- _Problems_:
1: Decide whether each statement agrees with the forum excerpt on subwoofer boost below. For each, answer yes or no and quote the deciding words. (a) With a digital optical or coax connection from the player, the receiver makes the proper channel adjustment. (b) With a multichannel analogue connection and no BM at the player, the LFE/SW channel needs a 15db boost. (c) When all speakers are set to small, the 15db boost goes to the LFE channel itself.
2: Rewrite as a short list the paragraph of the forum excerpt on subwoofer boost that begins "If you run a Digital optical/coax connection". Keep its main facts.

- _Excerpt provided_:
....................

This is not really the industry standard. Once the LFE channel is boosted at the decoder level, there is no more boost in the LFE channel. When all speakers are set to small, there is an electrical boost of 15db going to the subwoofer, not to the LFE channel itself. There is a -15db cut as each channel is redirected to the subwoofer, and that takes care of overloading the sub inputs.


----------



## MACCA350 (Apr 25, 2006)

Sir Terrence said:


> This is not really the industry standard. Once the LFE channel is boosted at the decoder level, there is no more boost in the LFE channel. When all speakers are set to small, there is an electrical boost of 15db going to the subwoofer, not to the LFE channel itself. There is a -15db cut as each channel is redirected to the subwoofer, and that takes care of overloading the sub inputs.


It seems we have two threads on the same topic.

If you run a Digital optical/coax connection from the player to the receiver then the receiver will perform the proper channel adjustment. When you connect with the multichannel analogue from the player you will need a boost for the LFE/SW channel. If there is no BM at the player the boost needed is 10db, If there is BM at the player the boost needed is 15db

Here is what Roger Dressler(Director of Business Development for Dolby Laboratories) said about how BM is performed.

....................

- _Data excerpt_:

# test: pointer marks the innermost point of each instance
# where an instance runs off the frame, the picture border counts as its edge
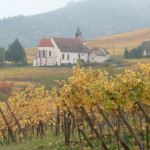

....................

- _Solutions in order_:
1:
(a) Yes: "If you run a Digital optical/coax connection from the player to the receiver then the receiver will perform the proper channel adjustment."
(b) No: "If there is no BM at the player the boost needed is 10db"
(c) No: "there is an electrical boost of 15db going to the subwoofer, not to the LFE channel itself"

2:
- Digital optical/coax connection from player to receiver: the receiver performs the proper channel adjustment.
- Multichannel analogue connection from the player: the LFE/SW channel needs a boost.
  - No BM at the player: 10db boost.
  - BM at the player: 15db boost.